Records from a collection:
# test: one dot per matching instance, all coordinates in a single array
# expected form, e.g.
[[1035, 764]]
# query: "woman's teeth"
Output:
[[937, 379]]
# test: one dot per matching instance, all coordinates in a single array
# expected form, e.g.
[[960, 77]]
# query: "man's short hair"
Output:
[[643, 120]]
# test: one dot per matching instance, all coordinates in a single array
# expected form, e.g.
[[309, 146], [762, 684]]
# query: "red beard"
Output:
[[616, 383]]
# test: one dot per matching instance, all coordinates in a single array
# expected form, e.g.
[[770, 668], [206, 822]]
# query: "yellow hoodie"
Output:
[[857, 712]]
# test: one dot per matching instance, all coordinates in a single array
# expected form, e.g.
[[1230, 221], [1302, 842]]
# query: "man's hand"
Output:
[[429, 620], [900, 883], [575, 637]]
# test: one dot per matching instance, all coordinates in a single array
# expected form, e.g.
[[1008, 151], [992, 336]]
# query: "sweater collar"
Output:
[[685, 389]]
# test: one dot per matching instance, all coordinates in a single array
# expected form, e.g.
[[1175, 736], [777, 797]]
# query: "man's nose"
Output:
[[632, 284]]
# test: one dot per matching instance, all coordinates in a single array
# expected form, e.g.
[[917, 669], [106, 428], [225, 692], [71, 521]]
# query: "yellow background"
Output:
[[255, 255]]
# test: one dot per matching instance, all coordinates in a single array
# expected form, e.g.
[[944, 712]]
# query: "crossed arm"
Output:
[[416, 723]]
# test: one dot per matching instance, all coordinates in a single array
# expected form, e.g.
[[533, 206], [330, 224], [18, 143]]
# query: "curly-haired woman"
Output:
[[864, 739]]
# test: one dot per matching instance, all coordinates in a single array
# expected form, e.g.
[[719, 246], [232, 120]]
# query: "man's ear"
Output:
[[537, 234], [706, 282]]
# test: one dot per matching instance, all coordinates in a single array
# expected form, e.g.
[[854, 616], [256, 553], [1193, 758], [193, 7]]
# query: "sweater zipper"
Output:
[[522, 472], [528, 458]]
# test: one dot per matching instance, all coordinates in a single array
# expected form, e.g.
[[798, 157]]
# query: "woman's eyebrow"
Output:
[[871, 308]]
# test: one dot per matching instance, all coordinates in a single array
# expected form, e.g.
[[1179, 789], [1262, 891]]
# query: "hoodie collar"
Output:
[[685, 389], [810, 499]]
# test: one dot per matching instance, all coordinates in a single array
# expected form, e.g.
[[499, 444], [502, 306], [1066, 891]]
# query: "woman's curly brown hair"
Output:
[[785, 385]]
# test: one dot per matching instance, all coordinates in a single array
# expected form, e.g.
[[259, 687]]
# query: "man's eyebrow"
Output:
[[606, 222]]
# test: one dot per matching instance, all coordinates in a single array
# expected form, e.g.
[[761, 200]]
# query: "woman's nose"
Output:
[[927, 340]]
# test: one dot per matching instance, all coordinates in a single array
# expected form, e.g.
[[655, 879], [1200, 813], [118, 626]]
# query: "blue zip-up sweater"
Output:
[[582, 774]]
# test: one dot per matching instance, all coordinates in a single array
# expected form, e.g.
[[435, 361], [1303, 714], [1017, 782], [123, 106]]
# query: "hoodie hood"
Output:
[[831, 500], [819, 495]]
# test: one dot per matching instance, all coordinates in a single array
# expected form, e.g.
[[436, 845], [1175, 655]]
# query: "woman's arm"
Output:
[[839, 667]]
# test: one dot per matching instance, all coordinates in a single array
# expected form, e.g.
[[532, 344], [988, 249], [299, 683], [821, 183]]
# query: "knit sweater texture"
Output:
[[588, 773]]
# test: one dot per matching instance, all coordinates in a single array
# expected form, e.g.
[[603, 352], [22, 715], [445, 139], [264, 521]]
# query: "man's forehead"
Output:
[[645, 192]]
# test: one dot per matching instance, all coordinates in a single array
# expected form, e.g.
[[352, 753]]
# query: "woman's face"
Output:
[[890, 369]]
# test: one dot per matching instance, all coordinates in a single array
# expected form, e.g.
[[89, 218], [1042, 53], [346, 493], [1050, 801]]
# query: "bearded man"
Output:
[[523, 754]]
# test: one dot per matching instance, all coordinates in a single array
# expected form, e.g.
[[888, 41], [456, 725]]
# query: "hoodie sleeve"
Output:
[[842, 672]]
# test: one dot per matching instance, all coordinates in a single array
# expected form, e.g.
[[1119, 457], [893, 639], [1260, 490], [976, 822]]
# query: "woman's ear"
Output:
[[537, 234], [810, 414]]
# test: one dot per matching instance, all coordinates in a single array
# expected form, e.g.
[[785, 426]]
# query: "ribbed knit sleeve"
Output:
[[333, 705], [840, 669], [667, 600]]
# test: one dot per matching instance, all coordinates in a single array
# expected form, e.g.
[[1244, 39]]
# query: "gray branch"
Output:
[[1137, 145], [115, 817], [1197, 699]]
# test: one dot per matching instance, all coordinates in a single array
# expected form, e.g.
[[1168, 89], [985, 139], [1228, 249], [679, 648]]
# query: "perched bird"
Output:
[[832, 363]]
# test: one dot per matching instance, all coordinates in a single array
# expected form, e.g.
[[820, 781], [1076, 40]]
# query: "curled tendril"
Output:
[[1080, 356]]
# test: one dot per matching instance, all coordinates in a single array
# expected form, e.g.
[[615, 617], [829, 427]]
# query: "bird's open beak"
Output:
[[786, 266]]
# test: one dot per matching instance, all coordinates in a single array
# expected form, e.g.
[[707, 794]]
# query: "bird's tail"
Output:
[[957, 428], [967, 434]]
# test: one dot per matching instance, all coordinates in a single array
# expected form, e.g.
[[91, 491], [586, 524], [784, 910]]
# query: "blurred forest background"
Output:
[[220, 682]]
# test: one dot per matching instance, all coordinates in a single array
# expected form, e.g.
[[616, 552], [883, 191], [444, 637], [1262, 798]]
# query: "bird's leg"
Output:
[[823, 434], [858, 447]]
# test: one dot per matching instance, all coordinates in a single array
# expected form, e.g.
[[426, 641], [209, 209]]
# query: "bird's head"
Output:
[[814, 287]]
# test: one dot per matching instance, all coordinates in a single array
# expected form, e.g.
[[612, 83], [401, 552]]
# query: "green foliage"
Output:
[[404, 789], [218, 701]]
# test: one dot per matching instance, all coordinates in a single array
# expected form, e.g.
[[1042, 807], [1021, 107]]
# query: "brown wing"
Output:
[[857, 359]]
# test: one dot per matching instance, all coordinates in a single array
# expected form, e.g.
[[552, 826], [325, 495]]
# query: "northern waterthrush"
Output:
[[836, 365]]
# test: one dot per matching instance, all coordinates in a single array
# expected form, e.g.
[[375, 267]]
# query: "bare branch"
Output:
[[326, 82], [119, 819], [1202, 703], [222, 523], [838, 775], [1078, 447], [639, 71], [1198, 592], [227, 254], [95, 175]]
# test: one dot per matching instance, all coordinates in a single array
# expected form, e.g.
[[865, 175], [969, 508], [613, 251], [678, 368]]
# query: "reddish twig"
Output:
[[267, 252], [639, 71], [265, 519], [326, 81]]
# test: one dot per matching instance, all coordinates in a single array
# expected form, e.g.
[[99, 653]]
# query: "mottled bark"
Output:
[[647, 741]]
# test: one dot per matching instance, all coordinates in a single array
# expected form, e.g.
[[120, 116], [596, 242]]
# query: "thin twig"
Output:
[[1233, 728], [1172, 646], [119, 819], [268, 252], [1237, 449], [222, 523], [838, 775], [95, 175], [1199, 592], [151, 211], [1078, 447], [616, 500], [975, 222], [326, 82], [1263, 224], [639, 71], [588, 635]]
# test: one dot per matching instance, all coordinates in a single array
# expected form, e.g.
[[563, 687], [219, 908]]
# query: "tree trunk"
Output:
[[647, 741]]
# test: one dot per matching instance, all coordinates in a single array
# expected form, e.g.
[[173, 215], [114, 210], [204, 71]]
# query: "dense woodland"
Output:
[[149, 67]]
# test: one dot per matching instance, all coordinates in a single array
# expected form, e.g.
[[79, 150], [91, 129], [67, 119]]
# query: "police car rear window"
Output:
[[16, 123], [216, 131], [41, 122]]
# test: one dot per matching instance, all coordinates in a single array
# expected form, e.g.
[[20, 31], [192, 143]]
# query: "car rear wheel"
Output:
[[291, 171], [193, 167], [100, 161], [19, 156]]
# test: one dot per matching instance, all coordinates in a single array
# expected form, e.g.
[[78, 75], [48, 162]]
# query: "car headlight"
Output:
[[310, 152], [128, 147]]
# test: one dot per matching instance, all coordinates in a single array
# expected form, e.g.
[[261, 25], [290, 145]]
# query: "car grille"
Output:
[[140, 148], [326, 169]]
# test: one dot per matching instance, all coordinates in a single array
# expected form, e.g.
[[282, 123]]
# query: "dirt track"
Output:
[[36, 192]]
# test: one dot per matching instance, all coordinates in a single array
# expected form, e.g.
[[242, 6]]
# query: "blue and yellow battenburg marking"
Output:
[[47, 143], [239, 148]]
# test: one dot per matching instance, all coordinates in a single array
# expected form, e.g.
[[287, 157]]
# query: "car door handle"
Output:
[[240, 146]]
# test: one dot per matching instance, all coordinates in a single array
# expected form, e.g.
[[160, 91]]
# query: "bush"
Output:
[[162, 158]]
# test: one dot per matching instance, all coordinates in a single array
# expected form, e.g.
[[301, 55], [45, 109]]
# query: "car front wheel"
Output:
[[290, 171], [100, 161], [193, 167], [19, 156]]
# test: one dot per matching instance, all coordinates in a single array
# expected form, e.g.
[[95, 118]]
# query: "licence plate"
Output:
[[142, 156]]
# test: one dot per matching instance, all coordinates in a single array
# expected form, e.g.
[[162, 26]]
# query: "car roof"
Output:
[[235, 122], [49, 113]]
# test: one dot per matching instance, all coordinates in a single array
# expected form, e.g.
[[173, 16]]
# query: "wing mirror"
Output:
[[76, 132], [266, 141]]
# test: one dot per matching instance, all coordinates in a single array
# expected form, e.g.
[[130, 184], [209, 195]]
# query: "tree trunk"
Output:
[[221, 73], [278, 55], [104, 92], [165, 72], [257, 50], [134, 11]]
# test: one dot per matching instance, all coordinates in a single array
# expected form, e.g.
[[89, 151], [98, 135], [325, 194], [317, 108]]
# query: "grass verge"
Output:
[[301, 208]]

Your goal →
Your task is to reproduce the entries exactly, starting at the first line and ending with the line containing "[[1008, 151], [992, 336]]".

Task output →
# test: one dot per matching instance, all coordinates in a single array
# expected form, e.g.
[[1035, 764]]
# query: "woman's teeth"
Output:
[[937, 379]]
# test: one dot per matching instance, all coordinates in a single array
# expected form, e.g.
[[960, 77]]
# query: "man's short hair"
Output:
[[643, 120]]
# test: one dot per matching instance, all coordinates in a single array
# expected form, e.g.
[[309, 146], [762, 684]]
# query: "red beard"
Output:
[[616, 383]]
# test: one dot per matching instance, all coordinates in a single array
# expected form, e.g.
[[770, 668], [206, 822]]
# query: "yellow hoodie"
Output:
[[857, 712]]
# test: one dot per matching instance, all coordinates in a single array
# expected form, e.g.
[[1230, 221], [1302, 842]]
# query: "man's hand"
Output:
[[429, 620], [900, 883], [575, 637]]
# test: one dot per matching instance, all coordinates in a single array
# expected form, e.g.
[[1008, 151], [992, 336]]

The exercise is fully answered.